**Instructions to follow:** Return exactly the lines below, starting with the one that has "Exercise. Put one marker on every instance of the grass" and going on through the one that has "Exercise. Put one marker on every instance of the brown".

(Point localization data)
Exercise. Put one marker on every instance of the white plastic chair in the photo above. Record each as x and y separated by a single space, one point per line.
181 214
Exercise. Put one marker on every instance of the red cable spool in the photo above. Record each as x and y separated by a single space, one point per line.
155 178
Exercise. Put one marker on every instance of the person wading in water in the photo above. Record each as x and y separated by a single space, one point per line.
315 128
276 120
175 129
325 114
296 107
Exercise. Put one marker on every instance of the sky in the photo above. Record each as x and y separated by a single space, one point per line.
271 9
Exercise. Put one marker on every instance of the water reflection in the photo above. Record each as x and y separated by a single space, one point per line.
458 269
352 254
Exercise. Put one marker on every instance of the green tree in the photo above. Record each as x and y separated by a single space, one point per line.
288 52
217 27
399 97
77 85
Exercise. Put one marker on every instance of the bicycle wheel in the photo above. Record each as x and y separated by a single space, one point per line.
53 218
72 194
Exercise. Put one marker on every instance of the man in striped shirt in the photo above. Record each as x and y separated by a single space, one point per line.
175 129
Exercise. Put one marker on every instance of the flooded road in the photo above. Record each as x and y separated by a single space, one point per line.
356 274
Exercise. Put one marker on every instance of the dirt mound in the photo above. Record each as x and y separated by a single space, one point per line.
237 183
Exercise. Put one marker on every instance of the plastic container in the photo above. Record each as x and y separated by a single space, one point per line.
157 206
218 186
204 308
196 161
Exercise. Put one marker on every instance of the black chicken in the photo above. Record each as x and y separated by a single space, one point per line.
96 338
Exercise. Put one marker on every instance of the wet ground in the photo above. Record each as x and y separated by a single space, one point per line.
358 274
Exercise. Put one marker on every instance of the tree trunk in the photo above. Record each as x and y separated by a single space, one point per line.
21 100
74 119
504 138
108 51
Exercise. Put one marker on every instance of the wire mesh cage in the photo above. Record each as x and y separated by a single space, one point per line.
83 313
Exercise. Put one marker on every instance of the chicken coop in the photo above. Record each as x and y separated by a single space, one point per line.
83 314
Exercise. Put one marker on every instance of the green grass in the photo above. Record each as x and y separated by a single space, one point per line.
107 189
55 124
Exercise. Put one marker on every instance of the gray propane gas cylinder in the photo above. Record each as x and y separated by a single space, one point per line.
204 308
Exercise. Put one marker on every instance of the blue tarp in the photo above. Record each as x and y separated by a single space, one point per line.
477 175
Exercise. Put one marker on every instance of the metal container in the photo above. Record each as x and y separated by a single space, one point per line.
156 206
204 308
...
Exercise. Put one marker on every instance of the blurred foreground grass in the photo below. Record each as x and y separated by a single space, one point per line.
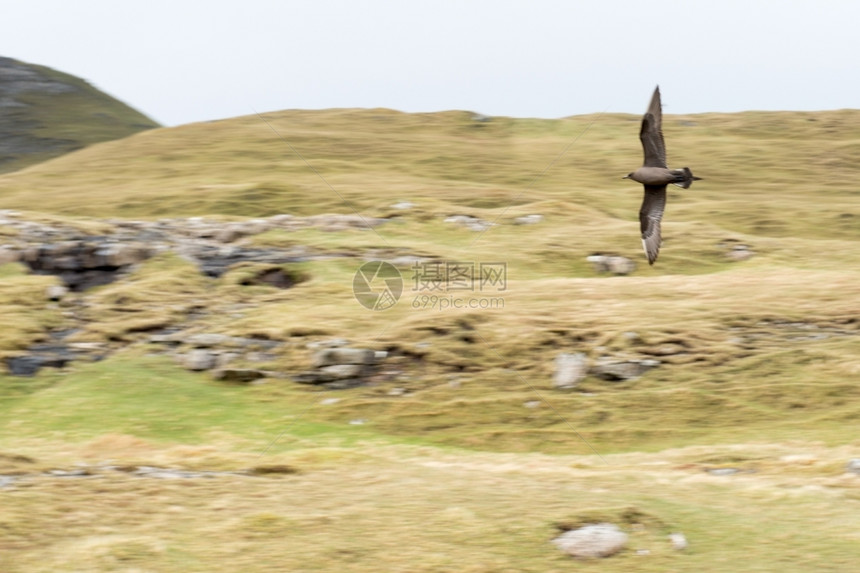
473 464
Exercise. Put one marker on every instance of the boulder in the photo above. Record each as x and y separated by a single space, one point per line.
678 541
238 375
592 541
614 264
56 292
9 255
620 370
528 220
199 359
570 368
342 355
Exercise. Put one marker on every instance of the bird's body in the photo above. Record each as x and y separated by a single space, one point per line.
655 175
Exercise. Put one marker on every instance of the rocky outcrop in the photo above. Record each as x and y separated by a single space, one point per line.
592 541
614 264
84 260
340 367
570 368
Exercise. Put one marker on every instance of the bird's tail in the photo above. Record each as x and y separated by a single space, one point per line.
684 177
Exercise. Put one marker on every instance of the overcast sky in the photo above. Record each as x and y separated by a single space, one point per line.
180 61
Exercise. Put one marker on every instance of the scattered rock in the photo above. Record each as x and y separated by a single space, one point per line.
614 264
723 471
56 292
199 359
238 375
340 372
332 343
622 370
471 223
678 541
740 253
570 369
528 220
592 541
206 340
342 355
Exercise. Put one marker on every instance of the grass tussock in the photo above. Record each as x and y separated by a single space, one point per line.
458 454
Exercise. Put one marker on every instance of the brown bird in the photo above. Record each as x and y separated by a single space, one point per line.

**Answer for this exercise:**
Exercise. Put one marker on every instance of the grass tussock in the photo above. Record each as x and y separated by a single space, one point per line.
458 454
Exercise. Put one marker on every instance of the brown bird in the photo above. Record each as x and y separated by a single space, one point per line.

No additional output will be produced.